● **Pedido escrito**: Reúna todas as linhas do material abaixo que contêm a palavra "with".
▼
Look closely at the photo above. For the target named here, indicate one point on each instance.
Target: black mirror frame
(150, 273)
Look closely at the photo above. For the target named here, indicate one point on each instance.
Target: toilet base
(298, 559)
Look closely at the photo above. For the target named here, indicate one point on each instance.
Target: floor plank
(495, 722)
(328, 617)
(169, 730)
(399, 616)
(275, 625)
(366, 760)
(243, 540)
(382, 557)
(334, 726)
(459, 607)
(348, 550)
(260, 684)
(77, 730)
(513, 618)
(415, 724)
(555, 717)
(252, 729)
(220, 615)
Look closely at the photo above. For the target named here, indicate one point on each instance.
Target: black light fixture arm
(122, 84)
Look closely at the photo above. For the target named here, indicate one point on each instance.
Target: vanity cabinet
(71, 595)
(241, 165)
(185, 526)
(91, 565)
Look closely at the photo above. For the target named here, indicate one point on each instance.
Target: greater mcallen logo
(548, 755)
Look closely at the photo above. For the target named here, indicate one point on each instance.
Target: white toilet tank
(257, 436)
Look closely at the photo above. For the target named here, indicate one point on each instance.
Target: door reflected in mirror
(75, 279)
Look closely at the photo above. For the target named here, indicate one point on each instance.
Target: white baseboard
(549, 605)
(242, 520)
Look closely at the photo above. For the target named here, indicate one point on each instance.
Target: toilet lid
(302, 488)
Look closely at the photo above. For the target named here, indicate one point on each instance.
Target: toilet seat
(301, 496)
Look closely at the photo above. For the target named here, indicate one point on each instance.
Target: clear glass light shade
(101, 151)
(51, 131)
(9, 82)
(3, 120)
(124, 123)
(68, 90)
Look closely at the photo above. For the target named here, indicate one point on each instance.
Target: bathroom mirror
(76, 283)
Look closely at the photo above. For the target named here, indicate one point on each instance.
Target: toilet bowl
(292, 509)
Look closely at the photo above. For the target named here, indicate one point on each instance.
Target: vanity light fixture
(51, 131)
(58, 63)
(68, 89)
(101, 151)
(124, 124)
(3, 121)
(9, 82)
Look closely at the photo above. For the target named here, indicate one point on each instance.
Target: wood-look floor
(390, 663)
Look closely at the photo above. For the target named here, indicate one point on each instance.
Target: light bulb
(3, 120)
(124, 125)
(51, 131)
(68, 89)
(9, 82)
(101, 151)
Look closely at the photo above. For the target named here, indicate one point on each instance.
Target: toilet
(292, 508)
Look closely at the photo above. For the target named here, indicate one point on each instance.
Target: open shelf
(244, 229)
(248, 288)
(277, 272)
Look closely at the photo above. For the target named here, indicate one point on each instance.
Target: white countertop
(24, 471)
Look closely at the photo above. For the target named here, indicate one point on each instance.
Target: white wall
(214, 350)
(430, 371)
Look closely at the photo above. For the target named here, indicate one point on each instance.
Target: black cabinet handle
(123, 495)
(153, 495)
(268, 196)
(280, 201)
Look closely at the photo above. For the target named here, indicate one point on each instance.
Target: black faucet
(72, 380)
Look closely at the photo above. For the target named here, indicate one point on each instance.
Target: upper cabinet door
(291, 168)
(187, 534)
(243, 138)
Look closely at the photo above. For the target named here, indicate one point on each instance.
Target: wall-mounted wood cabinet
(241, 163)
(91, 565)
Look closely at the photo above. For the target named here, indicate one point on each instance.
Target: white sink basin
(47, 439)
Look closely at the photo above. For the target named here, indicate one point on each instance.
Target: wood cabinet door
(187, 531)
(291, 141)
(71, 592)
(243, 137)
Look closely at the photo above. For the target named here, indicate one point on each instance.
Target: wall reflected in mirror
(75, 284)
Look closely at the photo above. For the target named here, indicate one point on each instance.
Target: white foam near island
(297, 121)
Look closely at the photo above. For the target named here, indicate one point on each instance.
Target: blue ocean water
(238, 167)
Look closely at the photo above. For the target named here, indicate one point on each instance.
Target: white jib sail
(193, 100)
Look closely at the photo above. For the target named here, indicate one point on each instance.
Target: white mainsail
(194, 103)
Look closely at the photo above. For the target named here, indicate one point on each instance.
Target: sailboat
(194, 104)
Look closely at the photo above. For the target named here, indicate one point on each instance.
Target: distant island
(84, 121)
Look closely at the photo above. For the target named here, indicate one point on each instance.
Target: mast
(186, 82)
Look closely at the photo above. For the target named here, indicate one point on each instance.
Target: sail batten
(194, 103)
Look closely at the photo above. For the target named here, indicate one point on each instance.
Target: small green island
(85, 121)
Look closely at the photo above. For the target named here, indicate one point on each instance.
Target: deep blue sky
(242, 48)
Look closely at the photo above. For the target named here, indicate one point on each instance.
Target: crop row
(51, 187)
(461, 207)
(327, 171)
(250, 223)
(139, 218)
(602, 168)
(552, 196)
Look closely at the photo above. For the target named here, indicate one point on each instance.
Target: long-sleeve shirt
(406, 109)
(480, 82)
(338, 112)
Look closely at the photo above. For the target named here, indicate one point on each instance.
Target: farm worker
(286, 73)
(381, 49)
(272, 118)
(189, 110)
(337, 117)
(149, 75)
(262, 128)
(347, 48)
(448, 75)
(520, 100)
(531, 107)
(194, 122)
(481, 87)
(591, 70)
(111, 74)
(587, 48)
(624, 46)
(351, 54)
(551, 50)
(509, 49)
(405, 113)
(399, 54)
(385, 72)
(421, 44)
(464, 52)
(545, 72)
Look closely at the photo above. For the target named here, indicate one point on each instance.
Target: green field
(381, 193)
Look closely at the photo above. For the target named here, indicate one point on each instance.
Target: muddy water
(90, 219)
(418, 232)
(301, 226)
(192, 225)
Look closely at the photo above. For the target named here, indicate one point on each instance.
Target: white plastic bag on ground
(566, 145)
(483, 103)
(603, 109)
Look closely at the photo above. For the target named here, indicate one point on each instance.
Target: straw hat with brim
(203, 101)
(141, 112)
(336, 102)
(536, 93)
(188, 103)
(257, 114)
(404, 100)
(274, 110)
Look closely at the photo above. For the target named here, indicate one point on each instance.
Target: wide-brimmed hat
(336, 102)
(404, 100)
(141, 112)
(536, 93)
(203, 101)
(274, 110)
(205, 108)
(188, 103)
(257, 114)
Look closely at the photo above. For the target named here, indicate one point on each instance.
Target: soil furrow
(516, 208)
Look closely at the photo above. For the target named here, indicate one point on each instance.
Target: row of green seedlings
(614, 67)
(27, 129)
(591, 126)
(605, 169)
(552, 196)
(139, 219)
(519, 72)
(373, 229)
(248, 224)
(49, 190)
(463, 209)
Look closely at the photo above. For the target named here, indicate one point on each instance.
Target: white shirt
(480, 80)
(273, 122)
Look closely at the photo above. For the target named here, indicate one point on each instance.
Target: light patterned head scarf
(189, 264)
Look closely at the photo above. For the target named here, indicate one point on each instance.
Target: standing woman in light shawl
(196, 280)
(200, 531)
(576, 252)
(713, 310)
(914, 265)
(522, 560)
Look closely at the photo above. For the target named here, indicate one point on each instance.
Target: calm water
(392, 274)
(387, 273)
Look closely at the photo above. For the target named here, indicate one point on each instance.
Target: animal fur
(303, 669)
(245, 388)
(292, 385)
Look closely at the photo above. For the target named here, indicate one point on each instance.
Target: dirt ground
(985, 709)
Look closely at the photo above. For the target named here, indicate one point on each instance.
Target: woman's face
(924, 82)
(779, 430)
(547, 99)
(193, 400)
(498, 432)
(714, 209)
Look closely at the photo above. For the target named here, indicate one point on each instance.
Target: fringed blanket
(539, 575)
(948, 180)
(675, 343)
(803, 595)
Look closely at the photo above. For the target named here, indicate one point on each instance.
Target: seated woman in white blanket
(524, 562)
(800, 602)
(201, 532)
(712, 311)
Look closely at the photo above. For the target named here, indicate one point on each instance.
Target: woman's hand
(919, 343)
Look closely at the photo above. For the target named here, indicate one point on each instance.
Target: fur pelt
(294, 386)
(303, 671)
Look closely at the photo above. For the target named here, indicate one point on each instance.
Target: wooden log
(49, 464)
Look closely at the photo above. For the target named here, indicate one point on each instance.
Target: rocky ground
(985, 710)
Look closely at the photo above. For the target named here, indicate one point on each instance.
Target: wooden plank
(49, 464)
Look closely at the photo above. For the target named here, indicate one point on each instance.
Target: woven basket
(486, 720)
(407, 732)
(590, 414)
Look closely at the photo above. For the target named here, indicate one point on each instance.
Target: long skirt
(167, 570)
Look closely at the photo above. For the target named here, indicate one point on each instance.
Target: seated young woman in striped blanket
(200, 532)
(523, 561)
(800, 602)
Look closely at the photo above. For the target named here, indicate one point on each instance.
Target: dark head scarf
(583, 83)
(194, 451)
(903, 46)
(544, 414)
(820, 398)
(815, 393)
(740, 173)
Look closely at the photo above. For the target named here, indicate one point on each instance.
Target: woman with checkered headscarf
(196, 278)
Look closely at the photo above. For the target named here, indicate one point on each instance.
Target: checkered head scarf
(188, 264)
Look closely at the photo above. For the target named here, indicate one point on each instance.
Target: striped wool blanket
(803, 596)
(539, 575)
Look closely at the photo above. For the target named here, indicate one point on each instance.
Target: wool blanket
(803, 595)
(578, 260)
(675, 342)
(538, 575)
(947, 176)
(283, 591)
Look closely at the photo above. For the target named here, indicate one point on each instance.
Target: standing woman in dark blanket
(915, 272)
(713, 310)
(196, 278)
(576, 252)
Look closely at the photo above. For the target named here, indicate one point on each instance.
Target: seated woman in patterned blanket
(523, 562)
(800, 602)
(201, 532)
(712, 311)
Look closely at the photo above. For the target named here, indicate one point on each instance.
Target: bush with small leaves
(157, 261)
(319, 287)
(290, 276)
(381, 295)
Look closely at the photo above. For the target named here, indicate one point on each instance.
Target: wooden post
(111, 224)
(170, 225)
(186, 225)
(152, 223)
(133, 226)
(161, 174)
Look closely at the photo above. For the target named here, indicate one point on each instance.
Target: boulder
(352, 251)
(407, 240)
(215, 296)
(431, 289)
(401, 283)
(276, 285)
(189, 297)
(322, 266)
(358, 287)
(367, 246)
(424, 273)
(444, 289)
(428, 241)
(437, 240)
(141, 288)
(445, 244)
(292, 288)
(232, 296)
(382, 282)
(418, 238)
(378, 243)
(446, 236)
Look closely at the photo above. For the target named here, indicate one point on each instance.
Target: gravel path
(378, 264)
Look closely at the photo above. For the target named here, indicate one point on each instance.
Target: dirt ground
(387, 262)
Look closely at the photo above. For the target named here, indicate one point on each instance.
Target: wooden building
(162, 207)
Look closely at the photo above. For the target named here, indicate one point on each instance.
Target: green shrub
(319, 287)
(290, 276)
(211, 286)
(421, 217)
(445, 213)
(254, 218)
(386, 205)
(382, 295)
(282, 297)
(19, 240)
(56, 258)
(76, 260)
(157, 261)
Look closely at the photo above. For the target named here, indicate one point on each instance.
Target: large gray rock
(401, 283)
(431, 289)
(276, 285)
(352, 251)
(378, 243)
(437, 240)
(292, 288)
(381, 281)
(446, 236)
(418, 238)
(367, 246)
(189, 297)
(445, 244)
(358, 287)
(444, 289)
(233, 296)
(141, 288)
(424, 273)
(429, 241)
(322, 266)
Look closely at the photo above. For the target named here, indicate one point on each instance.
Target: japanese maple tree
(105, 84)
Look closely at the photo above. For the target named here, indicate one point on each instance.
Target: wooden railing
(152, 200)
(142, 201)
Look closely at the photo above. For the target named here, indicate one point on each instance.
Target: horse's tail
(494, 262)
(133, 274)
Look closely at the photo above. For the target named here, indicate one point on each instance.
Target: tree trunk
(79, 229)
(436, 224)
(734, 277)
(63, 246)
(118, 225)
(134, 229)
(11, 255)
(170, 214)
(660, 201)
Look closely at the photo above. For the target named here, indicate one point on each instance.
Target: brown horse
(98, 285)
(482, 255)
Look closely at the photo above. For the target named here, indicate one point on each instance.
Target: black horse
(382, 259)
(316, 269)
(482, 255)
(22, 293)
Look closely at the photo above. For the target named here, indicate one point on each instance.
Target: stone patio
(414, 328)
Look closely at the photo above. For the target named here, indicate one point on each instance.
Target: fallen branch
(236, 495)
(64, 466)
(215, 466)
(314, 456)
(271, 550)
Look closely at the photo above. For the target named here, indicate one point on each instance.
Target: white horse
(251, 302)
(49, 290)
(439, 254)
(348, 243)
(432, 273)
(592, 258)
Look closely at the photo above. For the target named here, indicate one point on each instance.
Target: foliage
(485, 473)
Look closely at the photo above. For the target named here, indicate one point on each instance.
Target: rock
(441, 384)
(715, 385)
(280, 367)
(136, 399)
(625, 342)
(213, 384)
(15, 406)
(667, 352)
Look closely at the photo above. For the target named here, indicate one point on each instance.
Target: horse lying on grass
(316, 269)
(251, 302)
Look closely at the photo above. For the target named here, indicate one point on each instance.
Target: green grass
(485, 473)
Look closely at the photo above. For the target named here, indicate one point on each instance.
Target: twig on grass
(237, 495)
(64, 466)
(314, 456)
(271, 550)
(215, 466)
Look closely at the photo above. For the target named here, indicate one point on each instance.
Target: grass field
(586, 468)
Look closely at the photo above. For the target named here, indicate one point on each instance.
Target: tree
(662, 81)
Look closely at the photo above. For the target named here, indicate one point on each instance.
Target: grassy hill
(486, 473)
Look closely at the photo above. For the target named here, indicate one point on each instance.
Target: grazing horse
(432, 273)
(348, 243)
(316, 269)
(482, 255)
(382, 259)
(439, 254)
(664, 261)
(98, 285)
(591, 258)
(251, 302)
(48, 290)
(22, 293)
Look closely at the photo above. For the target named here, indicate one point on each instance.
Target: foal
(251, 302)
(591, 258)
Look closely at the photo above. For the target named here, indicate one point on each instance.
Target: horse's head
▲
● **Resposta à tarefa**:
Target: straw hat with brim
Target: woman with checkered headscarf
Target: bush with small leaves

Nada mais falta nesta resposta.